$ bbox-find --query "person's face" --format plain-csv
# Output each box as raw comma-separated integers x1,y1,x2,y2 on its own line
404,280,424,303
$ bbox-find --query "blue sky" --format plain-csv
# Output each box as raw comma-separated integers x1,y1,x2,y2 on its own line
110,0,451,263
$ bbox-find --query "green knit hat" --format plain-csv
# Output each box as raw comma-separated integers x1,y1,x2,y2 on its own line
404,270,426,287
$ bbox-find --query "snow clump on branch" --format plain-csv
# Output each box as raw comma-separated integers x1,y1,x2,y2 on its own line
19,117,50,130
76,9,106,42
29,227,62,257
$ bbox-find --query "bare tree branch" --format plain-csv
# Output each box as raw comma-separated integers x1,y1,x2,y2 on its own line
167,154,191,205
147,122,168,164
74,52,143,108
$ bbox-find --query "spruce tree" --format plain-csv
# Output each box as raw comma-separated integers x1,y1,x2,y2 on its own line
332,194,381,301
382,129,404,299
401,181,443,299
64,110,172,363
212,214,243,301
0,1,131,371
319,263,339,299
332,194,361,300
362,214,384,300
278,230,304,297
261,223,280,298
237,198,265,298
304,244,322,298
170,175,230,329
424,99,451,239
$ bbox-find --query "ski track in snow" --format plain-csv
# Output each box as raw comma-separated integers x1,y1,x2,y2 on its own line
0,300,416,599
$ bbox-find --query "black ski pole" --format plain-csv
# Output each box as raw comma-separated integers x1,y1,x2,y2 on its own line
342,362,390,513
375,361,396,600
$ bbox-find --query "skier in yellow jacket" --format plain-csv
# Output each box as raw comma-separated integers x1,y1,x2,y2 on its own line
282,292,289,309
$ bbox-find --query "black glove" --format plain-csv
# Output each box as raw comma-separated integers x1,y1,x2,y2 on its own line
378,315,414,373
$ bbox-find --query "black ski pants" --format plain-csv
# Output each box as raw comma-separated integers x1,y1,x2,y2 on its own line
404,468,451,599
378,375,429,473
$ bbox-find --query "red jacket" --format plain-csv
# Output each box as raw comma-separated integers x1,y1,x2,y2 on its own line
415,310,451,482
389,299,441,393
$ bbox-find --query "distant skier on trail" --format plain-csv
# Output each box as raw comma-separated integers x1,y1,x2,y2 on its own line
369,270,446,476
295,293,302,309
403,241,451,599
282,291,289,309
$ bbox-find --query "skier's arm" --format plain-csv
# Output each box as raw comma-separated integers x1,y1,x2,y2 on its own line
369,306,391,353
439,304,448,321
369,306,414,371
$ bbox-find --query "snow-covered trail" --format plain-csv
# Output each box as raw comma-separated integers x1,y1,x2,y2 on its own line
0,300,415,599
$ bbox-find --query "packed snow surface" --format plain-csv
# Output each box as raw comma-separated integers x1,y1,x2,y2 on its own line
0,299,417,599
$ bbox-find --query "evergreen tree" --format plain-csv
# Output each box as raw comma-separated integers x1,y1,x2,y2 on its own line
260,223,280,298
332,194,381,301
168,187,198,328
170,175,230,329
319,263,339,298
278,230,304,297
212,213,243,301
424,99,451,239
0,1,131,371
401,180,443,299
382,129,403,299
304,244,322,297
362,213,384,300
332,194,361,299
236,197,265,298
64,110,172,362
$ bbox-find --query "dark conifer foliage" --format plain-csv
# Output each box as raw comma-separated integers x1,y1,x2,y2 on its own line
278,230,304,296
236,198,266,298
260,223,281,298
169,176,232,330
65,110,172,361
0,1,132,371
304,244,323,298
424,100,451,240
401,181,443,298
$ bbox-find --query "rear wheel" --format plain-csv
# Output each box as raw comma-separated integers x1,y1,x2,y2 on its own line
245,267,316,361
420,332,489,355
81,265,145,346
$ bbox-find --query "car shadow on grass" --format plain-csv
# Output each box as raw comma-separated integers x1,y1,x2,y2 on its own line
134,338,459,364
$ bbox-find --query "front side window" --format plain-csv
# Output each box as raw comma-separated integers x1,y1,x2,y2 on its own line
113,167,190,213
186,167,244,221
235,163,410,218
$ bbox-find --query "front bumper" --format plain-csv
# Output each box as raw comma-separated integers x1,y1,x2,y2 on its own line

_Exercise requirements_
Could you restate the records above word for word?

_Written solution_
$ bbox-find --query "person's face" --format plain-csv
# Output each box as raw comma-separated integers x1,y1,x2,y2 on its own line
404,280,424,303
$ bbox-find --query "blue sky" --format plain-csv
# Output each box as raw comma-separated integers x1,y1,x2,y2 on its own line
110,0,451,263
$ bbox-find --query "green knit hat" --format plain-csv
# Output each box as raw comma-separated integers x1,y1,x2,y2 on its own line
404,270,426,287
$ bbox-find --query "snow clump on branch" --format plain-csv
# Output each box as raw comma-separated integers x1,y1,x2,y2 on its own line
19,117,50,130
76,9,106,42
29,227,62,257
$ bbox-find --query "bare tree branch" --format plain-csv
# Output each box as raw comma-separated integers x1,y1,x2,y2 on its own line
167,154,191,205
147,122,168,164
74,52,143,108
$ bbox-find --query "spruce tree" --format plain-csv
# Output each box as raw comma-separated integers x1,y1,x2,y2 on its own line
332,194,381,301
382,129,404,299
401,181,443,299
64,110,172,363
212,214,243,301
0,1,131,371
319,263,339,299
332,194,361,300
362,214,384,300
278,230,304,297
261,223,280,298
237,198,265,298
304,244,322,298
170,175,230,329
424,99,451,239
$ bbox-find --query "ski track in snow" --format plain-csv
# Output each box as raw comma-separated integers x1,y1,x2,y2 on its own line
0,300,416,599
$ bbox-find --query "black ski pole" --format plain-csv
# Output each box as raw comma-separated integers x1,y1,x2,y2 on its own line
342,362,390,513
375,361,396,600
$ bbox-find --query "skier in yellow jacket" --format plain-csv
# Output each box as raw comma-separated integers x1,y1,x2,y2 on its own line
282,292,289,309
$ bbox-find --query "black glove" --format plain-csv
# Output each box as raw comma-separated integers x1,y1,x2,y2 on its own line
378,315,414,373
$ bbox-find --query "black ski pants" --format plain-csv
# Output each box as raw comma-separated integers x1,y1,x2,y2 on its own line
404,468,451,599
378,375,429,473
$ bbox-find --query "red jacket" --format plain-csv
# Output each box as raw comma-separated integers x1,y1,x2,y2 on its own line
415,310,451,482
389,299,441,393
$ bbox-find --query "distant skier on trail" --format plain-csv
# Output each box as raw comma-separated integers x1,y1,x2,y2 on its own line
369,270,446,476
295,293,302,309
403,241,451,599
282,291,289,309
$ bbox-find --query "skier's arm" --format plain-csv
# Output each box as raw comma-separated integers x1,y1,x2,y2 on its own line
369,306,391,353
439,304,448,321
369,306,414,371
$ bbox-find --query "snow-covered trail" --format plain-csv
# Output each box as raw comma-separated integers x1,y1,x2,y2 on its own line
0,300,415,599
$ bbox-find --query "packed snow surface" --format plain-csv
# Output each box as raw comma-separated integers x1,y1,x2,y2 on its own line
0,299,417,599
$ bbox-find --query "evergreen tree" --format plain-csv
# Output each box as raw comma-separated integers x1,y1,x2,y2 on its own line
260,223,280,298
332,194,381,301
168,187,198,328
170,175,230,329
319,263,339,298
278,230,304,297
212,213,243,301
424,99,451,239
0,1,131,371
401,180,443,299
382,129,403,299
304,244,322,297
362,213,384,300
332,194,361,299
236,197,265,298
64,110,172,362
$ bbox-find --query "dark conifer foliage" --format plain-csv
# Output each box as raw comma-separated integers x1,y1,x2,y2 on its own line
278,230,304,296
236,198,266,298
260,223,281,298
169,176,232,330
65,110,172,361
0,1,132,371
304,244,323,298
424,100,451,240
401,181,443,298
$ bbox-find --query "rear wheel" --format plain-csv
# Output each box as raw comma-separated integers x1,y1,x2,y2 on its own line
245,267,316,361
420,332,489,355
81,265,145,346
$ bbox-find --query "car shadow on grass" --format plain-csv
# Output each box as raw comma-separated integers x1,y1,x2,y2 on its own line
134,338,459,364
$ bbox-find --query "front side window" --format plain-csv
# Output each box as raw comma-separated integers x1,y1,x2,y2 on its own line
113,167,190,213
186,167,244,221
235,163,410,218
$ bbox-find --query "front bumper" --format plain-csv
# Output each box as raw comma-separated integers x1,y1,x2,y2 on its own line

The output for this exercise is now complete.